» Material for this task
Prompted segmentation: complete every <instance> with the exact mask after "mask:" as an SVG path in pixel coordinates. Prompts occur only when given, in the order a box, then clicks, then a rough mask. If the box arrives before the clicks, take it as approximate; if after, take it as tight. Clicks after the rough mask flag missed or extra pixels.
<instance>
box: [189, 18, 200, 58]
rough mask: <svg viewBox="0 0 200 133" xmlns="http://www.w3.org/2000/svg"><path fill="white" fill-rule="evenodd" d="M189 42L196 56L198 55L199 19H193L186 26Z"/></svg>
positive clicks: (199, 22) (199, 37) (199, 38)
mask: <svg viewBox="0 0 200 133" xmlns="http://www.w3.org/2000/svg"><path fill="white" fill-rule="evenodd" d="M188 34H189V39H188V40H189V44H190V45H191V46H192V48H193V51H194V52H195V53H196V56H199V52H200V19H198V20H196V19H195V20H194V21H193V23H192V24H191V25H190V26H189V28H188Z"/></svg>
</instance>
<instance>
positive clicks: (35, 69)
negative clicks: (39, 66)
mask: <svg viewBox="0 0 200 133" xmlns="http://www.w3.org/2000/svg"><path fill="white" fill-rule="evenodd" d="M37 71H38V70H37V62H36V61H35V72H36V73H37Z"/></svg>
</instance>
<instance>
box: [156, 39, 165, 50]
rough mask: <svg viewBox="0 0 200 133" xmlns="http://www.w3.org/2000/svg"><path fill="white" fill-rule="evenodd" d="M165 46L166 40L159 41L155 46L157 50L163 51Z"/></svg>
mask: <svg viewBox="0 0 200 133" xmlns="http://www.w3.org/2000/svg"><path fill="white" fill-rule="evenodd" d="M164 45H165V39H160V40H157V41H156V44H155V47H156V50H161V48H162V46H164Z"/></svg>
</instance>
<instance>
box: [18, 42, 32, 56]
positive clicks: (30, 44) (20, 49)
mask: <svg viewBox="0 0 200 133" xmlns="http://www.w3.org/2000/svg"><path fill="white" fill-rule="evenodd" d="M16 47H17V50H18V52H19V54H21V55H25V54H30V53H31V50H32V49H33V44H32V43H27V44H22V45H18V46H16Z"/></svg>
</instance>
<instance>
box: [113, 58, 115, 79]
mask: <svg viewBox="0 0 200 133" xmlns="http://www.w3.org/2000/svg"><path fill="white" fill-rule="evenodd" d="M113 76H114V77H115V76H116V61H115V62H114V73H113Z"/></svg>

==

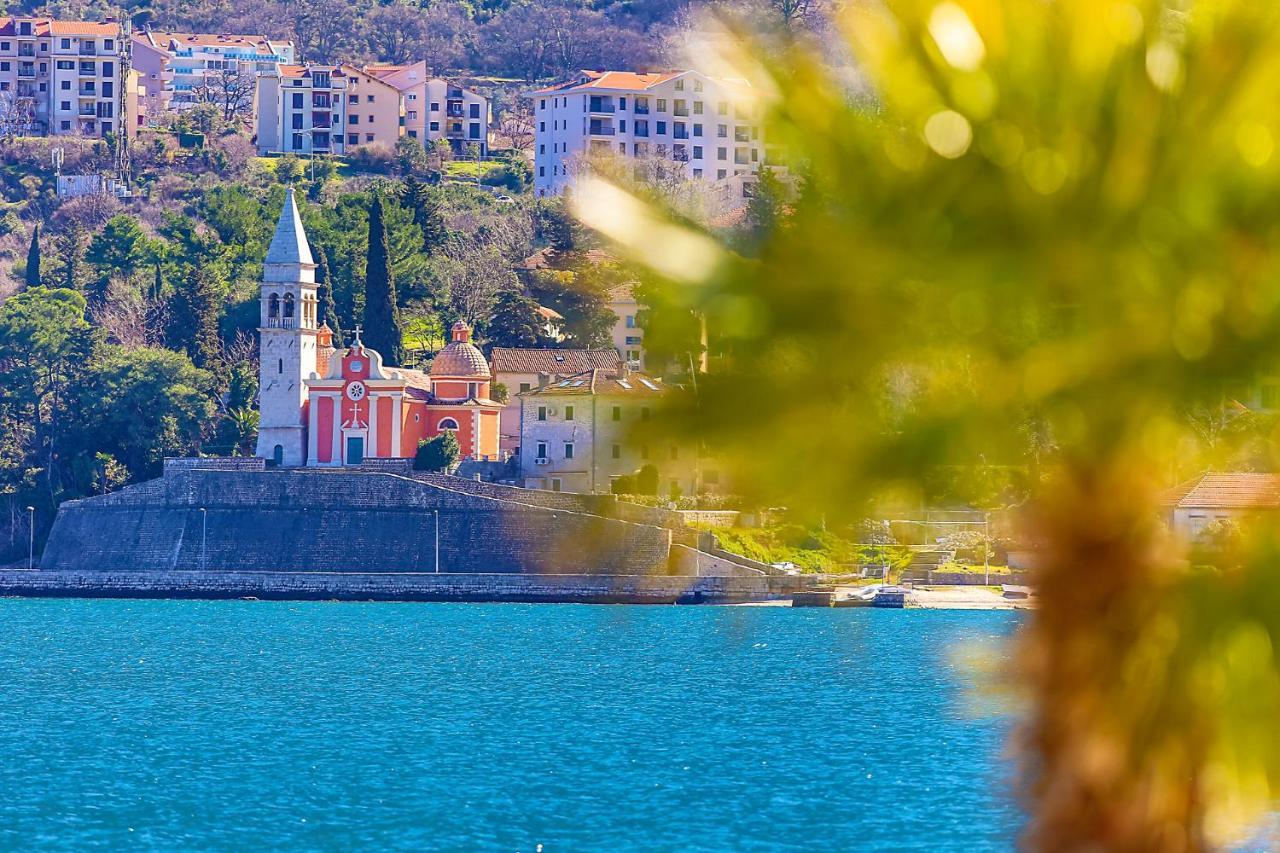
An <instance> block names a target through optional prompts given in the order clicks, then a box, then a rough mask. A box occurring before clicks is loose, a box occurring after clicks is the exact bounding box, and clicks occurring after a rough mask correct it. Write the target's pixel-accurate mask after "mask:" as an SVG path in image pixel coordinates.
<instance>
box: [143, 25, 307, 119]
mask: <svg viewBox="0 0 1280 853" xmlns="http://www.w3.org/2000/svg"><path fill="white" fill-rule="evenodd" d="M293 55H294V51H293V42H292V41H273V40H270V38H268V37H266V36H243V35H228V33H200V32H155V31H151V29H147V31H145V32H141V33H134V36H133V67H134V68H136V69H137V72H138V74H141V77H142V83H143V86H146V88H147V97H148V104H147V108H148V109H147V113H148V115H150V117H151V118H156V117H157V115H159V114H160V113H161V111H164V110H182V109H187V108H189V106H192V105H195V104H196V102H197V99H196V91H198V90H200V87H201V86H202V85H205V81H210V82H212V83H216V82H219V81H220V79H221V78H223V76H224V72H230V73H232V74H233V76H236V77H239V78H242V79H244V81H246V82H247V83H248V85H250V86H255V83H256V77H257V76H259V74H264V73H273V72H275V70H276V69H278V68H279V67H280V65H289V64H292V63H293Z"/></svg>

...

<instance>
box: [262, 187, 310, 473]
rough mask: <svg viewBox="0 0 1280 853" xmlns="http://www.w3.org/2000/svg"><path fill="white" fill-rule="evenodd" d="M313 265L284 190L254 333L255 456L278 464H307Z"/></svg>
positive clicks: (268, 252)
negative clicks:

» Required work
Search the listing above for the lines with "negative clicks: (39, 66)" and "box: [156, 39, 165, 50]", then output those lines and all lines between them exactly.

» Exercise response
negative clicks: (39, 66)
mask: <svg viewBox="0 0 200 133" xmlns="http://www.w3.org/2000/svg"><path fill="white" fill-rule="evenodd" d="M37 71H38V70H37V62H36V61H35V72H36V73H37Z"/></svg>
</instance>
<instance>
box: [156, 39, 165, 50]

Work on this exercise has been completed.